_Work item_: Repeat the data exactly as it appears.
═══ Working data
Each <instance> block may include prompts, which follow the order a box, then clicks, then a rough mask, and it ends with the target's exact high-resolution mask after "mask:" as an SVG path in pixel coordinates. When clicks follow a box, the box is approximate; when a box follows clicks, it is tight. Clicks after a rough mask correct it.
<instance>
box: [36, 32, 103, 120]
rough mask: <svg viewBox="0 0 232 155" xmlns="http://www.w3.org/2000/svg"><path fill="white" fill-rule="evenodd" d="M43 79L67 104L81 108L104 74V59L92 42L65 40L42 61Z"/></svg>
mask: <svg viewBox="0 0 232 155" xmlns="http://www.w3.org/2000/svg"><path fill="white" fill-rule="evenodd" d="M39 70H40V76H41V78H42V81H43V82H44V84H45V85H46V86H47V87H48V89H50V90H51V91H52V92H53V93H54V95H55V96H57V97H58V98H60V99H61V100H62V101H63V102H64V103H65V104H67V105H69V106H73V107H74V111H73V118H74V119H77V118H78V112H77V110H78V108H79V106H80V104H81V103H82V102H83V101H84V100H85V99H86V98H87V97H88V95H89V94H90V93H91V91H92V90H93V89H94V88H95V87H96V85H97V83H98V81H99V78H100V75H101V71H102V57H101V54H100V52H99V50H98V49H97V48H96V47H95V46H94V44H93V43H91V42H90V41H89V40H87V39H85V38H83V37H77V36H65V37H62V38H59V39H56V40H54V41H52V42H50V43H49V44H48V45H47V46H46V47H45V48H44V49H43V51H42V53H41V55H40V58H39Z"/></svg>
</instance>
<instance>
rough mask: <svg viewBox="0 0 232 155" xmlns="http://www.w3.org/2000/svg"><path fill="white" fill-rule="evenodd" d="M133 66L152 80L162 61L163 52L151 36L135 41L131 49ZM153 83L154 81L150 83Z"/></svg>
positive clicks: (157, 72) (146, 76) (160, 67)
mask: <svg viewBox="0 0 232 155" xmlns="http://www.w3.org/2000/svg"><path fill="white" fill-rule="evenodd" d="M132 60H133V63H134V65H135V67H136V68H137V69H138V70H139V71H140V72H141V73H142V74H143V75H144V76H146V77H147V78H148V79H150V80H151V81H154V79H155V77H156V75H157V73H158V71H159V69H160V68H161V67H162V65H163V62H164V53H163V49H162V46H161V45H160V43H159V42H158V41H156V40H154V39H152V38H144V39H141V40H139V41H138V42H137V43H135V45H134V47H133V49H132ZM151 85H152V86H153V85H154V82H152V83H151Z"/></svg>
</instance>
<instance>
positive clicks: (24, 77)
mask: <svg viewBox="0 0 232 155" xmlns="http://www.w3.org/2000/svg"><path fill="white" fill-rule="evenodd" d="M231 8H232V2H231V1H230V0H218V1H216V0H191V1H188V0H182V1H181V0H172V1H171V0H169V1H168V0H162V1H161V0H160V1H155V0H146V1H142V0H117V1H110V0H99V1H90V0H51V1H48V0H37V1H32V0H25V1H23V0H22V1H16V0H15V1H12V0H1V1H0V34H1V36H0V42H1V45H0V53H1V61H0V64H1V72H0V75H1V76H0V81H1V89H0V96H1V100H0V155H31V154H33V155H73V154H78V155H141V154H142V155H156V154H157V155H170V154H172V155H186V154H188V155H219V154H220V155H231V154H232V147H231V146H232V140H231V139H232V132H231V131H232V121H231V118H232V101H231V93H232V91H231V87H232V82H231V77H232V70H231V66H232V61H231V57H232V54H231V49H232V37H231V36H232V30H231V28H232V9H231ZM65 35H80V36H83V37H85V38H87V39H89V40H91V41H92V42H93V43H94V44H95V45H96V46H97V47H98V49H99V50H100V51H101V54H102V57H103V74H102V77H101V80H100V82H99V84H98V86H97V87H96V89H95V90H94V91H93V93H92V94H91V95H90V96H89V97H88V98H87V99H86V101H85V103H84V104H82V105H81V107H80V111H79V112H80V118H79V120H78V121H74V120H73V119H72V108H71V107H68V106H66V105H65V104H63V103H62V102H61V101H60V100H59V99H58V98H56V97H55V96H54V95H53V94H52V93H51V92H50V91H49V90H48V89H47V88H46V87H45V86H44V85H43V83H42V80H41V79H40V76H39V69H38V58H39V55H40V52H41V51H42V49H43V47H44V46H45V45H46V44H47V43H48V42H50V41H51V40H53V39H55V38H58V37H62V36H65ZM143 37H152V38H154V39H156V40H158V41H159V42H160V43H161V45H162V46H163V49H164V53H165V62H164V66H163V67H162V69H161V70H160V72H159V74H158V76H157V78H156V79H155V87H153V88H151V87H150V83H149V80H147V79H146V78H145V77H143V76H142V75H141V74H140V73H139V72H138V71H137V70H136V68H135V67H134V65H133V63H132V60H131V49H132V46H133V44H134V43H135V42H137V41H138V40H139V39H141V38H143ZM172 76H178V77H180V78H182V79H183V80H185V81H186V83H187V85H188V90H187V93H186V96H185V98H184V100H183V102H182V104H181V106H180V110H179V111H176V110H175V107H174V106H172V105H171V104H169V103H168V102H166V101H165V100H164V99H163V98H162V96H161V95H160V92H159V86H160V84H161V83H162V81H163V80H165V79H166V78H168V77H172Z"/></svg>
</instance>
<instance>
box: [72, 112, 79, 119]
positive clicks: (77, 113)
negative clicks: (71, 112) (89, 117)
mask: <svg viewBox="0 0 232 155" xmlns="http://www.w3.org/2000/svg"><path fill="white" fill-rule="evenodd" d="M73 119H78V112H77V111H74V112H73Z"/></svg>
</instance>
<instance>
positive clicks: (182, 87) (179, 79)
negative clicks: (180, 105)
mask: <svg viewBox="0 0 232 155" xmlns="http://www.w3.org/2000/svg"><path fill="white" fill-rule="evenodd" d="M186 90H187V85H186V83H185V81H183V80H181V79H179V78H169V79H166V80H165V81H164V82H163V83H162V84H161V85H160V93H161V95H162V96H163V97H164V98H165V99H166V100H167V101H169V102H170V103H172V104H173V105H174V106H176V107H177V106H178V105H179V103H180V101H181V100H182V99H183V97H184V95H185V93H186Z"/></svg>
══════
_Solution for this task_:
Each <instance> block may include prompts, which follow the order a box, then clicks, then a rough mask, and it ends with the target's exact high-resolution mask after "mask:" as an SVG path in pixel coordinates. When clicks follow a box, the box is approximate; when a box follows clicks, it is tight. Clicks after a rough mask correct it.
<instance>
box: [36, 32, 103, 120]
rough mask: <svg viewBox="0 0 232 155" xmlns="http://www.w3.org/2000/svg"><path fill="white" fill-rule="evenodd" d="M43 79L67 104L81 108L104 74V59L92 42L65 40L42 61Z"/></svg>
mask: <svg viewBox="0 0 232 155" xmlns="http://www.w3.org/2000/svg"><path fill="white" fill-rule="evenodd" d="M39 70H40V76H41V78H42V81H43V82H44V84H45V85H46V86H47V87H48V89H50V90H51V91H52V92H53V93H54V95H55V96H57V97H58V98H60V99H61V100H62V101H63V102H64V103H65V104H67V105H69V106H73V107H74V111H73V118H74V119H77V118H78V112H77V110H78V108H79V106H80V104H81V103H82V102H83V101H84V100H85V99H86V98H87V97H88V95H89V94H90V93H91V91H92V90H93V89H94V88H95V87H96V85H97V83H98V81H99V78H100V75H101V71H102V57H101V54H100V52H99V50H98V49H97V48H96V47H95V46H94V44H93V43H91V42H90V41H89V40H87V39H85V38H83V37H77V36H65V37H62V38H59V39H56V40H54V41H52V42H50V43H49V44H48V45H47V46H46V47H45V48H44V49H43V51H42V53H41V55H40V58H39Z"/></svg>
</instance>
<instance>
rough mask: <svg viewBox="0 0 232 155" xmlns="http://www.w3.org/2000/svg"><path fill="white" fill-rule="evenodd" d="M133 66L152 80L162 61L163 52L151 36L135 41L131 49ZM153 83L154 81L150 83Z"/></svg>
positive clicks: (157, 72) (146, 76) (160, 67)
mask: <svg viewBox="0 0 232 155" xmlns="http://www.w3.org/2000/svg"><path fill="white" fill-rule="evenodd" d="M132 60H133V63H134V65H135V67H136V68H137V69H138V70H139V71H140V72H141V73H142V74H143V75H144V76H146V77H147V78H148V79H150V80H151V81H154V79H155V77H156V75H157V73H158V71H159V69H160V68H161V67H162V65H163V62H164V53H163V49H162V46H161V45H160V43H159V42H158V41H156V40H154V39H152V38H144V39H141V40H139V41H138V42H137V43H135V45H134V47H133V49H132ZM151 85H152V86H153V85H154V82H152V83H151Z"/></svg>
</instance>
<instance>
positive clicks: (24, 77)
mask: <svg viewBox="0 0 232 155" xmlns="http://www.w3.org/2000/svg"><path fill="white" fill-rule="evenodd" d="M231 8H232V2H231V1H230V0H218V1H216V0H191V1H188V0H182V1H181V0H172V1H171V0H169V1H168V0H162V1H161V0H160V1H155V0H146V1H142V0H117V1H110V0H99V1H90V0H51V1H48V0H37V1H32V0H25V1H23V0H22V1H16V0H15V1H12V0H1V1H0V34H1V36H0V42H1V45H0V53H1V61H0V64H1V72H0V75H1V76H0V81H1V89H0V96H1V100H0V155H31V154H33V155H73V154H78V155H141V154H142V155H156V154H157V155H170V154H172V155H186V154H188V155H219V154H220V155H231V154H232V147H231V146H232V140H231V139H232V132H231V131H232V121H231V118H232V101H231V93H232V91H231V87H232V82H231V77H232V70H231V66H232V61H231V57H232V54H231V49H232V37H231V36H232V30H231V28H232V9H231ZM65 35H80V36H83V37H85V38H87V39H89V40H91V41H92V42H93V43H94V44H95V45H96V46H97V47H98V49H99V50H100V51H101V54H102V57H103V74H102V77H101V80H100V82H99V84H98V86H97V87H96V89H95V90H94V91H93V93H92V94H91V95H90V96H89V97H88V98H87V99H86V101H85V103H84V104H82V105H81V107H80V111H79V112H80V118H79V120H78V121H74V120H73V119H72V108H71V107H68V106H66V105H65V104H63V103H62V102H61V101H60V100H59V99H58V98H56V97H55V96H54V95H53V94H52V93H51V92H50V91H49V90H48V89H47V88H46V87H45V86H44V85H43V83H42V80H41V79H40V76H39V69H38V58H39V55H40V52H41V51H42V49H43V47H44V46H45V45H46V44H47V43H48V42H50V41H51V40H53V39H55V38H58V37H62V36H65ZM143 37H152V38H154V39H156V40H158V41H159V42H160V43H161V45H162V46H163V49H164V53H165V62H164V66H163V67H162V69H161V70H160V72H159V74H158V76H157V78H156V79H155V87H153V88H151V87H150V83H149V80H147V79H146V78H145V77H143V76H142V75H141V74H140V73H139V72H138V71H137V70H136V68H135V67H134V65H133V63H132V60H131V49H132V46H133V44H134V43H135V42H137V41H138V40H139V39H141V38H143ZM172 76H178V77H180V78H182V79H183V80H185V81H186V83H187V85H188V90H187V93H186V96H185V98H184V100H183V102H182V104H181V106H180V110H179V111H176V110H175V107H174V106H172V105H171V104H169V103H168V102H166V101H165V100H164V99H163V98H162V96H161V95H160V92H159V86H160V84H161V83H162V81H163V80H165V79H166V78H168V77H172Z"/></svg>
</instance>
<instance>
box: [72, 112, 79, 119]
positive clicks: (77, 113)
negative clicks: (71, 112) (89, 117)
mask: <svg viewBox="0 0 232 155" xmlns="http://www.w3.org/2000/svg"><path fill="white" fill-rule="evenodd" d="M73 119H78V112H77V111H74V112H73Z"/></svg>
</instance>
<instance>
positive clicks: (182, 87) (179, 79)
negative clicks: (180, 105)
mask: <svg viewBox="0 0 232 155" xmlns="http://www.w3.org/2000/svg"><path fill="white" fill-rule="evenodd" d="M186 90H187V85H186V83H185V81H183V80H181V79H179V78H169V79H166V80H165V81H164V82H163V83H162V84H161V85H160V93H161V95H162V96H163V97H164V98H165V99H166V100H167V101H169V102H170V103H172V104H173V105H174V106H176V107H177V106H178V105H179V103H180V101H181V100H182V99H183V97H184V95H185V93H186Z"/></svg>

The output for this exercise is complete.